Task to complete — Copy out the entire text on children's eating habits and cavities word for word.

Text excerpt —
------------------------------------------------------------
2. Chewing, food tastes and stimulation gets saliva to flow. This saliva bathes the teeth and helps remove the acid. Calcium then returns to the teeth causing some repair. Eating full meals or chewing sugarless gum or mints increases the amount of saliva in the mouth.
It is not only what children eat and drink but how often they eat and drink that helps cavities form.
Children who snack or drink often are bathing their teeth in acid most the day. As well, very little saliva flows into the mouth. The acid remains on the teeth longer and attacks the teeth. Eat full healthy meals. Limit snacking as much as possible.
Most people think that sugar is the main cause of cavities. In fact, some types of cooked starch do just as much harm and cling to the teeth for much longer.
The starches in foods like breads, cereals, crackers, pasta, and potato chips coat and cling onto the teeth. It is best to have these foods only at mealtimes when the other foods and drinks will help clear them from the teeth. Parents often give young children crackers for a snack because they have more food value than chips or candies. Do not give your children crackers to keep them quiet or busy. They are not good for the teeth. In the same way, using the bottle or sippy cup as a pacifier can promote cavities.
The best snack choices:
- Cheese, preferably lower fat, is a good choice. Cheese makes saliva form. Saliva clears and acts against the harmful acids in foods.
------------------------------------------------------------
(Referring expression pointing data)
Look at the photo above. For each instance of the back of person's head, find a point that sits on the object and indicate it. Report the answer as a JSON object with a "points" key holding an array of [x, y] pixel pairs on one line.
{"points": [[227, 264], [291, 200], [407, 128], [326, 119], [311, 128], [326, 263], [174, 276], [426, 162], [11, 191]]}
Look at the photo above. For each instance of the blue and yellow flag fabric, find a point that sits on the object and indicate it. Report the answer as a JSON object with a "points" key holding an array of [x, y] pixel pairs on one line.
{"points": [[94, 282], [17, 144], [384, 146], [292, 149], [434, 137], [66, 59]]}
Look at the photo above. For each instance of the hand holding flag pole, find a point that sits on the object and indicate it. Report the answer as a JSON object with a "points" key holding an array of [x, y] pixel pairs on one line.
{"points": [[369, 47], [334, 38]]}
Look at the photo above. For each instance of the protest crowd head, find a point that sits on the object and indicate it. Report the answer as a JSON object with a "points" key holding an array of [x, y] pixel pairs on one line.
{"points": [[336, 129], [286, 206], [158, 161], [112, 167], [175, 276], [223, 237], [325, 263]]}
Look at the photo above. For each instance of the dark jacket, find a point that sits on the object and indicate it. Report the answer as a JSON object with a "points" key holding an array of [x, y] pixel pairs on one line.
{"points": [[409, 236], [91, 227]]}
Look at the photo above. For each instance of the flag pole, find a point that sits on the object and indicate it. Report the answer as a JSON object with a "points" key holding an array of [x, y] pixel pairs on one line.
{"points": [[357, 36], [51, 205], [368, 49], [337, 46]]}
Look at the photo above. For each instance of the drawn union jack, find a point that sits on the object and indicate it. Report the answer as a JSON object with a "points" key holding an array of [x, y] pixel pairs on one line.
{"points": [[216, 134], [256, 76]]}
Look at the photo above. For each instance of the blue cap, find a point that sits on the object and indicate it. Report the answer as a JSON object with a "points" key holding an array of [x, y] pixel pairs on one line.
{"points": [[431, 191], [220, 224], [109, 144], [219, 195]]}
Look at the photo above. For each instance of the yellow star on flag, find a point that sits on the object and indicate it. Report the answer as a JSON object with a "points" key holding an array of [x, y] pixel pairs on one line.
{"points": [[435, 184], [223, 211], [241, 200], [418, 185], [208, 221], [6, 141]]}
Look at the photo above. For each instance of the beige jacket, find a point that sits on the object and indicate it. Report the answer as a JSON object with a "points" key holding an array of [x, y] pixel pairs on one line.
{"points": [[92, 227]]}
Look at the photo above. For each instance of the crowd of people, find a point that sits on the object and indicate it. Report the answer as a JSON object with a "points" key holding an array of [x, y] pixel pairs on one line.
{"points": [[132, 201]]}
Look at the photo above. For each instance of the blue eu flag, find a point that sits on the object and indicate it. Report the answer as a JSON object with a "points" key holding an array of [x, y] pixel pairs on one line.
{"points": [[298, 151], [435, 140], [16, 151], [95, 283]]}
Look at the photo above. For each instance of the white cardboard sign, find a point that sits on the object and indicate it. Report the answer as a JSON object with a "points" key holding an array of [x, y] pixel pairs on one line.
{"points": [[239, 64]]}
------------------------------------------------------------
Reply to the task —
2. Chewing, food tastes and stimulation gets saliva to flow. This saliva bathes the teeth and helps remove the acid. Calcium then returns to the teeth causing some repair. Eating full meals or chewing sugarless gum or mints increases the amount of saliva in the mouth.
It is not only what children eat and drink but how often they eat and drink that helps cavities form.
Children who snack or drink often are bathing their teeth in acid most the day. As well, very little saliva flows into the mouth. The acid remains on the teeth longer and attacks the teeth. Eat full healthy meals. Limit snacking as much as possible.
Most people think that sugar is the main cause of cavities. In fact, some types of cooked starch do just as much harm and cling to the teeth for much longer.
The starches in foods like breads, cereals, crackers, pasta, and potato chips coat and cling onto the teeth. It is best to have these foods only at mealtimes when the other foods and drinks will help clear them from the teeth. Parents often give young children crackers for a snack because they have more food value than chips or candies. Do not give your children crackers to keep them quiet or busy. They are not good for the teeth. In the same way, using the bottle or sippy cup as a pacifier can promote cavities.
The best snack choices:
- Cheese, preferably lower fat, is a good choice. Cheese makes saliva form. Saliva clears and acts against the harmful acids in foods.